**Task item**
From the records below, output exactly the lines running from the line containing "Query: girl's face" through the line containing "pixel 691 411.", and no others.

Items from a dataset
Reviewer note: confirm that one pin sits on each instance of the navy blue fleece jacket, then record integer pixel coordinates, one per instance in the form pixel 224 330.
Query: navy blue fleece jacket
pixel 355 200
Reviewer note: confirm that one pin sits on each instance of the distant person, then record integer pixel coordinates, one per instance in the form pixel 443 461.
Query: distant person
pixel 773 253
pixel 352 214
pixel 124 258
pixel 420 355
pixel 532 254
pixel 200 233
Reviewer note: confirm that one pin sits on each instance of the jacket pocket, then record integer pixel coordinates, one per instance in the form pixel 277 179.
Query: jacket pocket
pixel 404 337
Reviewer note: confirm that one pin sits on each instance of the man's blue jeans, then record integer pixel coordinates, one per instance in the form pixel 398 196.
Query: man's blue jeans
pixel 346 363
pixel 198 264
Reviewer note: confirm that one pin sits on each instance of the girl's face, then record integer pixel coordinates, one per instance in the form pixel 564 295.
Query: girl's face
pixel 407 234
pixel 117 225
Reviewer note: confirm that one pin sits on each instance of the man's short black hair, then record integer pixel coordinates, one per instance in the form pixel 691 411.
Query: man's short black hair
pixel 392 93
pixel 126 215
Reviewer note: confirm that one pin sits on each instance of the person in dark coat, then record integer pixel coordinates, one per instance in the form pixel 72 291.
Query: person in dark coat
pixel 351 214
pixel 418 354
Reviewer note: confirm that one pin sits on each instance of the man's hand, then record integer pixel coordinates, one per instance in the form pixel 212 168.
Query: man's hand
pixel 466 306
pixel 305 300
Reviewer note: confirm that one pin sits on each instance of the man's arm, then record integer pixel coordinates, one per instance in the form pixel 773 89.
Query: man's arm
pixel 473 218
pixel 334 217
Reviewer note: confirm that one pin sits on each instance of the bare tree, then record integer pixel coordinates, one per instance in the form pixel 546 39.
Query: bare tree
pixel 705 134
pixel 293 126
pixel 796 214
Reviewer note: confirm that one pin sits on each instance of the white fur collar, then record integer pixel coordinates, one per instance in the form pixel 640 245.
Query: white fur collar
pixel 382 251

**Answer to this task**
Query: girl's face
pixel 407 234
pixel 117 225
Reviewer note: confirm that one pin sits on each instance of the man's short black hair, then record integer pixel coordinates, one per instance in the form pixel 691 411.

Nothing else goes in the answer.